**Written exercise**
Please print, unchanged, the lines of the entries below from the one holding "point: bush -- one" through the final line of the entries, both ends included.

**The input**

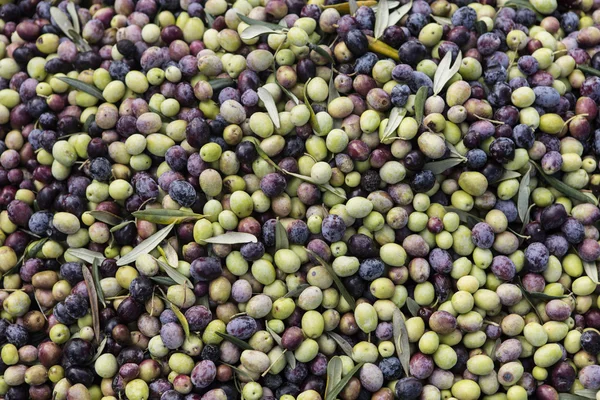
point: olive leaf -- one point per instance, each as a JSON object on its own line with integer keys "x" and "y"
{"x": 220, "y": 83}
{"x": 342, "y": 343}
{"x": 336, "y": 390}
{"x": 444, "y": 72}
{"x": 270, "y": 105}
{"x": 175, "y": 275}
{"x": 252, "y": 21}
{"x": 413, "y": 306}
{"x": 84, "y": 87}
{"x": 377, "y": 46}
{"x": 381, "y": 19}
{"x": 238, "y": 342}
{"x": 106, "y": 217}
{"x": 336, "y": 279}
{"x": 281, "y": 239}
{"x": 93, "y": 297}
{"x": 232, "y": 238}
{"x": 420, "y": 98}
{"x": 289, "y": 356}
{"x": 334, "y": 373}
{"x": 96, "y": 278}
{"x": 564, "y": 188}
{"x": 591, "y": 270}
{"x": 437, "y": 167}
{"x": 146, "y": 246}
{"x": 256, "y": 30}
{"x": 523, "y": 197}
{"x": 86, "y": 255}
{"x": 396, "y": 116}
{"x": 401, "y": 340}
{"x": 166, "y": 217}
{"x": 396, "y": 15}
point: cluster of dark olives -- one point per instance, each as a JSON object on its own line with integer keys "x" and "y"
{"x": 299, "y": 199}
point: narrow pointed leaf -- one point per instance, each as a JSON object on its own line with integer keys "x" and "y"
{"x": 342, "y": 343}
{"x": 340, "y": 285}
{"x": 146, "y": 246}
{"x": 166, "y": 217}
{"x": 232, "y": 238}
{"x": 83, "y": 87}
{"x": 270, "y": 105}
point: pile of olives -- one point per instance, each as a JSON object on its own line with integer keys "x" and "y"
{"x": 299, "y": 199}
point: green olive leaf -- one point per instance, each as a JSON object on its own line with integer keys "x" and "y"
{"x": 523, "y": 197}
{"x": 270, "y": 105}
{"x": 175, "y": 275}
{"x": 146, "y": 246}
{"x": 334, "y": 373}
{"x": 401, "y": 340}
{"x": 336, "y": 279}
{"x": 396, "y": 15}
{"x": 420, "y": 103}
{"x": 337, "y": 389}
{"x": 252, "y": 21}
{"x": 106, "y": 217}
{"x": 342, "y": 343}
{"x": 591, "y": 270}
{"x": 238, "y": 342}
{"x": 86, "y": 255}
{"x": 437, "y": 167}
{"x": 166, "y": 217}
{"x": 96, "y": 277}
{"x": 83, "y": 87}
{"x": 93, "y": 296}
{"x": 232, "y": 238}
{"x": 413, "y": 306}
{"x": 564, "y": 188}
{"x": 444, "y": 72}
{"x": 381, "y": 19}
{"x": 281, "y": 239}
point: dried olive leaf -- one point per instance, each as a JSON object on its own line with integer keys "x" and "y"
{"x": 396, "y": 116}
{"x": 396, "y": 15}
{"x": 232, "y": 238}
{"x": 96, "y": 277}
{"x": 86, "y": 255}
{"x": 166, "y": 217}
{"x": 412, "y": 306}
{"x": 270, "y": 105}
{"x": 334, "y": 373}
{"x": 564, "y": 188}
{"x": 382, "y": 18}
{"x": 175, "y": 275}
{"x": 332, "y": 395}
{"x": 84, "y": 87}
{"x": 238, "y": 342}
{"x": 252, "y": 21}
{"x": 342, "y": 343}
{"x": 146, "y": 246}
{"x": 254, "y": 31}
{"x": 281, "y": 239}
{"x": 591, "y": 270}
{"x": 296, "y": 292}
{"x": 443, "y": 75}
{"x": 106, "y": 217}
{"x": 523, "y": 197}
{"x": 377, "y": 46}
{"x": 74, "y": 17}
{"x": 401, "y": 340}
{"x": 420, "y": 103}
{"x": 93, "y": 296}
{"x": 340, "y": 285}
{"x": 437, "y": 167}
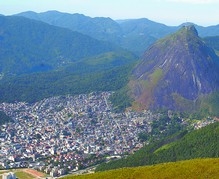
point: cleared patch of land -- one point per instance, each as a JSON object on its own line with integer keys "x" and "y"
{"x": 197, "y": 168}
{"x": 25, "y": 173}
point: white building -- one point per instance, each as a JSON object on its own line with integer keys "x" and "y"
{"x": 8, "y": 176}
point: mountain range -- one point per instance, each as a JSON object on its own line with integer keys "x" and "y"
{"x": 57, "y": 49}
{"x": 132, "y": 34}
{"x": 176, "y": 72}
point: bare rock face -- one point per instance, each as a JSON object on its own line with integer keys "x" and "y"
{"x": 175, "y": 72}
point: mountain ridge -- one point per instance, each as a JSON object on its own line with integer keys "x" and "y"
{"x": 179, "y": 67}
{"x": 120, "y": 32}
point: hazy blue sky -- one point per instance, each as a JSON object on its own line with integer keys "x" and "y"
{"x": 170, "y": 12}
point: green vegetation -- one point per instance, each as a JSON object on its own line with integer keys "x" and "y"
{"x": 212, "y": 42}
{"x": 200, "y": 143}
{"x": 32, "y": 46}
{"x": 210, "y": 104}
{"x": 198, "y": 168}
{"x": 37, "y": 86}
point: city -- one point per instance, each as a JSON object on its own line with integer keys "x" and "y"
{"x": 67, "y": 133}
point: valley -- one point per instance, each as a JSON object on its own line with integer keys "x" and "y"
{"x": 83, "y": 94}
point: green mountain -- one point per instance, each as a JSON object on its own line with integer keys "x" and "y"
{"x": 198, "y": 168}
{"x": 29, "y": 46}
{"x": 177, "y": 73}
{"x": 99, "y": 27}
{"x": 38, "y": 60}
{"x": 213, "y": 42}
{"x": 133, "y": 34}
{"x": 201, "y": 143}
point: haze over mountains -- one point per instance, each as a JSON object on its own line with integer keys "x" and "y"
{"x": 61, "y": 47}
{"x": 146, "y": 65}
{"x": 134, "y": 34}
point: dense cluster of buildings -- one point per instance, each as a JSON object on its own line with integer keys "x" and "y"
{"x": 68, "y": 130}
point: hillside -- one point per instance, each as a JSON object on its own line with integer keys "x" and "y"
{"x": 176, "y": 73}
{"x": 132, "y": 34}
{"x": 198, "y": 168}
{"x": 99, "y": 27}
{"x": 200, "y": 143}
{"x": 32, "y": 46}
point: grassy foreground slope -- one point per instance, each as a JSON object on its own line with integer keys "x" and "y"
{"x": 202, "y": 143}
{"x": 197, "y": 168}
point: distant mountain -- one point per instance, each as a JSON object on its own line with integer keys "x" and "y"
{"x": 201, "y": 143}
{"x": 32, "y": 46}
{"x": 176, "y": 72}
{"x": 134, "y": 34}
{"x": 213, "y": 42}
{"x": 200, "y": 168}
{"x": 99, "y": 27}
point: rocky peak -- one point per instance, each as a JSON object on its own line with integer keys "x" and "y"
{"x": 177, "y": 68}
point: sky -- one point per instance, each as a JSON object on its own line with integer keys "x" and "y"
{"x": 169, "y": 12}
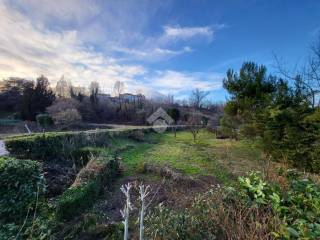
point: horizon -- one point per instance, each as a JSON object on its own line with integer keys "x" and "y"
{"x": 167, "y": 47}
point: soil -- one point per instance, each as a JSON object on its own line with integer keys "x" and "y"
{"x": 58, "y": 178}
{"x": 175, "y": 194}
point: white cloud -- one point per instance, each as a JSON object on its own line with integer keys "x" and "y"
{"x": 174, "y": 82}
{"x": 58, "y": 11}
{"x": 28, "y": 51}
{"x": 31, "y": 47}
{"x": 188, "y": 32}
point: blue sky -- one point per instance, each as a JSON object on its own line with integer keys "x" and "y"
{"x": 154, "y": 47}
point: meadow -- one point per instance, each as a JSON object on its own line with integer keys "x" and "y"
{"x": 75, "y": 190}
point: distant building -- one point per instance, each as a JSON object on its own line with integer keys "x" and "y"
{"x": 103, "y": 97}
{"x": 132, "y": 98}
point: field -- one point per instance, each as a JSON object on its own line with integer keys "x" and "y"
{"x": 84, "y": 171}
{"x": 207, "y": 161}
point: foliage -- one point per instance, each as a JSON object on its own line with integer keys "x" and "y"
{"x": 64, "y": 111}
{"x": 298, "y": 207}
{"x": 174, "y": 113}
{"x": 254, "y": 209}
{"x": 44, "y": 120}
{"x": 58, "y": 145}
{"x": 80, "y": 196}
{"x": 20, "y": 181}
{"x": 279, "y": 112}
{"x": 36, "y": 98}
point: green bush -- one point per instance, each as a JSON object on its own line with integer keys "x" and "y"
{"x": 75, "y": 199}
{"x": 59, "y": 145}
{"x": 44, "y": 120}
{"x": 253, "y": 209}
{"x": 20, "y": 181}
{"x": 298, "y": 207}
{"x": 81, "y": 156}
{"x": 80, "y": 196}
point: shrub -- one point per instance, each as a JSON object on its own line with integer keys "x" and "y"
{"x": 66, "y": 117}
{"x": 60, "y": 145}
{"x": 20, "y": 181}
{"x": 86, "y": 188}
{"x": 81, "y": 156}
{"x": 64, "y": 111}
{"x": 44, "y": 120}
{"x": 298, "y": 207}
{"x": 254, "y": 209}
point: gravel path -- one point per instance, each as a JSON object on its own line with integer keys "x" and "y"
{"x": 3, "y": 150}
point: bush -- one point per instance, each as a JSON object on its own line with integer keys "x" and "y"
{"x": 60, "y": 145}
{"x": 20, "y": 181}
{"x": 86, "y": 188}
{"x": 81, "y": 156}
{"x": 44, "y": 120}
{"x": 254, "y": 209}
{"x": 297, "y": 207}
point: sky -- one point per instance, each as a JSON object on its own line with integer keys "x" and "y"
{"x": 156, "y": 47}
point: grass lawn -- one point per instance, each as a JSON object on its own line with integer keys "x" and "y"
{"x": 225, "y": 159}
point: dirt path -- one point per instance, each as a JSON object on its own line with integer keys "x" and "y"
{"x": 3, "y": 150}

**Answer for this exercise**
point: bush -- one point per instance, each as a JSON object on its own line with integer keys "x" and "y"
{"x": 60, "y": 145}
{"x": 20, "y": 181}
{"x": 86, "y": 188}
{"x": 81, "y": 156}
{"x": 44, "y": 120}
{"x": 254, "y": 209}
{"x": 297, "y": 207}
point: sky -- one point per instance, each as a JSON object on its own line with integer keys "x" and "y"
{"x": 156, "y": 47}
point: grass lawn -- one point per instance, each as a JSON object on its own line with integer keys "x" and "y"
{"x": 225, "y": 159}
point: dirt path -- one point per instance, each as a JSON object on its own line with integer keys "x" and "y"
{"x": 3, "y": 150}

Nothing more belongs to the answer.